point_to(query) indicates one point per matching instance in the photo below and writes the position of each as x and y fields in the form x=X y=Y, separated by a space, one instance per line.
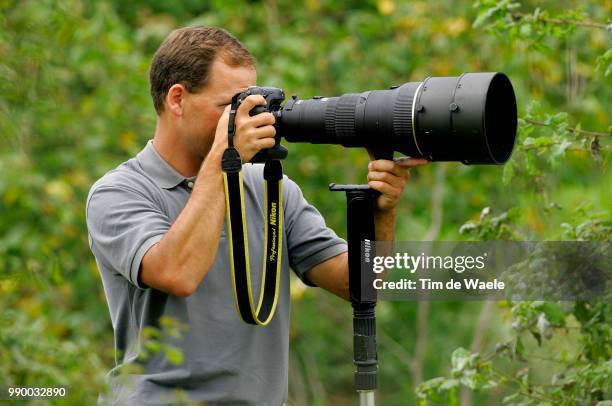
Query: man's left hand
x=389 y=178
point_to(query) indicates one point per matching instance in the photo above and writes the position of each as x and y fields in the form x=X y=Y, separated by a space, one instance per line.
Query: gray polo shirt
x=225 y=360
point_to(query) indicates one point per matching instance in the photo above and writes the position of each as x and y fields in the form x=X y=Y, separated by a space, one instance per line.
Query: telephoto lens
x=471 y=118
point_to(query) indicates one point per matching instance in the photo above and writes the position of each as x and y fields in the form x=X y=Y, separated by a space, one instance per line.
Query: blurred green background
x=74 y=103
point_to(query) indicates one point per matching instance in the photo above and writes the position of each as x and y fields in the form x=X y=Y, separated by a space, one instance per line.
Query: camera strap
x=231 y=164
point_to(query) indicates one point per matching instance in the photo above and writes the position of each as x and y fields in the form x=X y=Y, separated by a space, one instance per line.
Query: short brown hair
x=186 y=56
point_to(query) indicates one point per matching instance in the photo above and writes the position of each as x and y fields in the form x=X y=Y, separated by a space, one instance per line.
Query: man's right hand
x=253 y=133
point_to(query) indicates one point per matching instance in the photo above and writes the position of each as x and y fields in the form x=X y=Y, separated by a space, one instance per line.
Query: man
x=156 y=227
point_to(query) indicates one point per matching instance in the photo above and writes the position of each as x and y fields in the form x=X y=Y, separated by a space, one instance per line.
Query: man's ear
x=175 y=99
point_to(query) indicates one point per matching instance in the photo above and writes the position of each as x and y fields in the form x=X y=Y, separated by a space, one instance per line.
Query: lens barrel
x=471 y=118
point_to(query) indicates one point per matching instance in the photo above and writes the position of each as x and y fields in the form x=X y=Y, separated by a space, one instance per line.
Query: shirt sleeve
x=123 y=224
x=309 y=240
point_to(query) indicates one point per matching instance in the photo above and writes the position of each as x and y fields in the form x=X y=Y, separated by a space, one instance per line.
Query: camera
x=471 y=118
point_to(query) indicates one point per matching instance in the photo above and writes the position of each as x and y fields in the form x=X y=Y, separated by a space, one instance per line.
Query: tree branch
x=571 y=129
x=559 y=21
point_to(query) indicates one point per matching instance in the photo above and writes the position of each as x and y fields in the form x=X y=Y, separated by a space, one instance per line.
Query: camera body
x=274 y=97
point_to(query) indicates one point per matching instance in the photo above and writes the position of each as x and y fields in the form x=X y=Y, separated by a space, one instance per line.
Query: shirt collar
x=164 y=175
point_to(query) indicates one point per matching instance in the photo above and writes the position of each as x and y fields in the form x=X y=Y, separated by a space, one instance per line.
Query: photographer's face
x=203 y=109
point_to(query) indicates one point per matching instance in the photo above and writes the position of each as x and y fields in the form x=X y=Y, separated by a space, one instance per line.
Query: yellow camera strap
x=238 y=239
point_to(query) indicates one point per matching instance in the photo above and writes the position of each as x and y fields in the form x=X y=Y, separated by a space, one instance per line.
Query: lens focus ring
x=340 y=117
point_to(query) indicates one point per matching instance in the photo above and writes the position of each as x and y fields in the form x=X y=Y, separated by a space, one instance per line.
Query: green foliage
x=74 y=103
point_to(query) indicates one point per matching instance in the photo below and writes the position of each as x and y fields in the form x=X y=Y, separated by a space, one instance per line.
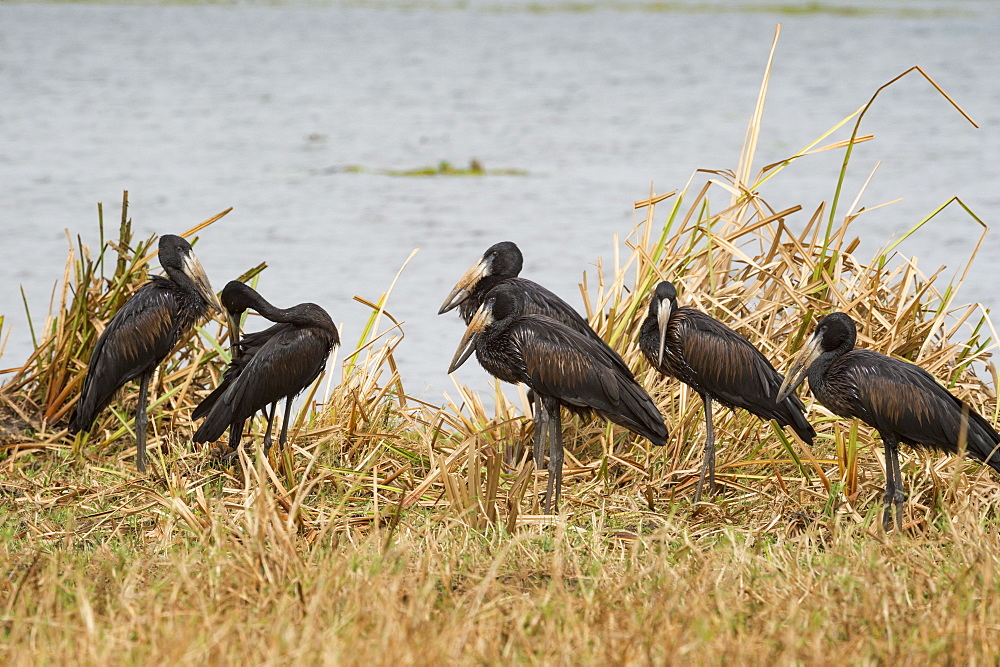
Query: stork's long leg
x=270 y=425
x=284 y=424
x=708 y=462
x=541 y=426
x=553 y=419
x=140 y=422
x=894 y=491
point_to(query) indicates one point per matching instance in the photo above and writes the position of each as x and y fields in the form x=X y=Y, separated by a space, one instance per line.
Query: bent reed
x=395 y=529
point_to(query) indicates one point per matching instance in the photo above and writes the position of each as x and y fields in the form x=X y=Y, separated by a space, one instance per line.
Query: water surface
x=197 y=108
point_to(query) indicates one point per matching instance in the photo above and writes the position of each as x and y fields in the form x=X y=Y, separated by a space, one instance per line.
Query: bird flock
x=522 y=333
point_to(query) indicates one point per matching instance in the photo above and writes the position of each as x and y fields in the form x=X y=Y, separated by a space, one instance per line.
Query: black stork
x=501 y=265
x=719 y=364
x=142 y=333
x=273 y=364
x=242 y=348
x=562 y=366
x=902 y=401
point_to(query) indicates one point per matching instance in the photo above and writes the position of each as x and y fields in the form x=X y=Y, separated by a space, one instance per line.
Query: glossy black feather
x=142 y=333
x=269 y=365
x=561 y=363
x=505 y=261
x=247 y=346
x=285 y=365
x=712 y=359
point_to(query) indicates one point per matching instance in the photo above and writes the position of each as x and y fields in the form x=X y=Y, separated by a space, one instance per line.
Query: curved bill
x=464 y=286
x=482 y=319
x=662 y=319
x=196 y=272
x=800 y=367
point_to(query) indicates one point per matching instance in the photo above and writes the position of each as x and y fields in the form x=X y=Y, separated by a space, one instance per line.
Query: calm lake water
x=197 y=108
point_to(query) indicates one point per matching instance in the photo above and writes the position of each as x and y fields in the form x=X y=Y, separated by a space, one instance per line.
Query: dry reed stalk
x=411 y=531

#### Aim:
Give back all entries exactly. No pictures belong in the copy.

#### Result:
point_to(query) indicates one point per matching instance in the photo below and writes the position of each as x and y fields in the form x=X y=Y, separated by a space, one instance per line.
Query: man's left hand
x=389 y=178
point_to(query) indicates one point per matching instance in the photo above and writes the position of each as x and y fields in the form x=X y=Y, separated by a space, one instance per line.
Query: gray polo shirt
x=225 y=360
point_to(query) indicates one point per matching instance in the photo above and writes the position of each as x and y fields in the form x=X y=Y, separated by a space, one instance per line.
Query: telephoto lens
x=471 y=118
point_to(query) indicates one point per matching instance in the photo above and writes the position of each as x and y fields in the form x=X y=Y, separated by a space, one instance per line.
Query: blurred green background
x=74 y=103
point_to(query) indicates one point per matching instance in the photo above and writes the position of each as x and y fields in the form x=X y=Y, separated by a space, one instance per line.
Query: camera strap
x=231 y=164
point_to(query) indicates one point per matching instance in the photo above and writes the position of each as x and y fields in the form x=X y=Y, separated by a space, one instance per line.
Query: short brown hair
x=186 y=56
point_to(query) indicates one point per matching instance in the photo above and writes the position of each as x and y fields in the form x=X y=Y, separated by a space, one instance per line.
Query: man's right hand
x=253 y=133
point_to(query) indicates one point per matching instance in the photo above and writes the position of each as x and y fields in the form x=X y=Y, separated by a space, one instance per line.
Query: man
x=156 y=227
point_to(query) indicates one point per matching instance in the photo above and writes the position of each as x and y fields in the form x=X y=Y, separated by a space, one instance per line.
Query: man's ear
x=175 y=99
point_to(query) indicates one point per matching instance in the photo above and writes the position of each as x and y fields in the form x=X y=Y, separated by a space, one instance per line.
Query: lens barrel
x=471 y=118
point_to(query) indicates one point per matching instance in the photo above and writes the position of each as x and y fields in the form x=X y=Y, separated by a space, one instance per line.
Query: shirt sleeve
x=123 y=224
x=309 y=240
point_to(query) indicates one point per matching instance in the photo above and writes the position of each as x and y fields in the form x=X y=Y, separated by a space, one instance per line.
Query: camera
x=471 y=118
point_to(query) indicates one point per matching instance in the photo above and writes the position of each as x and y fields in the form x=X y=Y, separated by a space, one instance per line.
Query: tree branch
x=571 y=129
x=559 y=21
point_to(query) indicates one point per matching instance in the photo above and writes the position of each as x and y fields in the form x=X y=Y, separated by a space, one instance per line.
Query: camera body
x=274 y=97
point_to(query) indicates one point per matching instance in the photo above and writes the position of each as x and y fields in the form x=X y=Y, separated by a space, one instance per line.
Query: shirt collar
x=164 y=175
point_to(query) indicates one point per matching instance in the photo above and writes the position of each as x and y fields in the form x=X y=Y, separated by a space, one instance per line.
Query: photographer's face
x=203 y=109
point_to(query) indicates one point per matching instance in the photo above and writes the position of each as x and y fields in the form x=X y=Y, separated by a space, one instance per line.
Query: yellow camera strap
x=238 y=239
point_to(query) indicates one point per matching instance in the photo above and writes the position of each as x and y fields in the form x=X y=Y, separated by a space, one instance per line.
Query: lens focus ring
x=340 y=117
point_to(query) indicates one point per matching instance in the photo above and writes the position of each as x and y fields in the form x=X y=Y, separated by a space, one instance per line.
Query: green foliage
x=74 y=103
point_to(query) indicates one point per matching instance in the photo below and writes the position of each as x and y fields in the form x=X y=Y, separated by a space, one instance per line.
Query: stork's long leg
x=270 y=425
x=284 y=424
x=708 y=462
x=541 y=426
x=553 y=419
x=140 y=422
x=894 y=491
point_to(query) indicates one point per matching instance in the photo above and writes the position of each as x and y fields in the form x=X y=Y, separated by a space, one instance per line.
Query: bent reed
x=395 y=529
point_to(query) indicates one point per matching instance in the photo above and writes the position of each as x and y fields in the form x=X y=Y, separated by a space, one instance per line.
Query: water surface
x=197 y=108
point_to(query) indicates one point per matching instance in the photo above and writes the position of each as x and y fields in the form x=X y=Y, separated by a space, one instance per line.
Query: bird flock
x=522 y=333
point_to(query) indicates one point per matching instance in the photo above and writes the position of each as x and y fields in the form x=X y=Y, separated by a space, one instance per line.
Query: black stork
x=501 y=265
x=719 y=364
x=142 y=333
x=273 y=364
x=242 y=348
x=562 y=366
x=902 y=401
point_to(query) indicates one point per matching instance in the photo above and writes the position of each as x and y fields in the form x=X y=Y, separated by a space, one instance per line.
Query: glossy black feather
x=142 y=333
x=269 y=365
x=561 y=363
x=505 y=261
x=247 y=346
x=285 y=365
x=712 y=359
point_to(query) indicates one point per matching instance in the photo above and writes the position of each as x and y fields in the form x=X y=Y, separated by a space, one instance per line.
Query: curved bill
x=464 y=286
x=482 y=319
x=662 y=319
x=196 y=272
x=800 y=367
point_to(query) indicates one point per matching instance in the photo above and writes the position of each as x and y fields in the form x=X y=Y, separated by a space, one instance per line.
Query: calm lake water
x=197 y=108
point_to(query) indicates one point per matching instance in the photo above and writes the position of each as x and y fields in the form x=X y=Y, separated by a space, one instance per line.
Query: dry reed stalk
x=411 y=531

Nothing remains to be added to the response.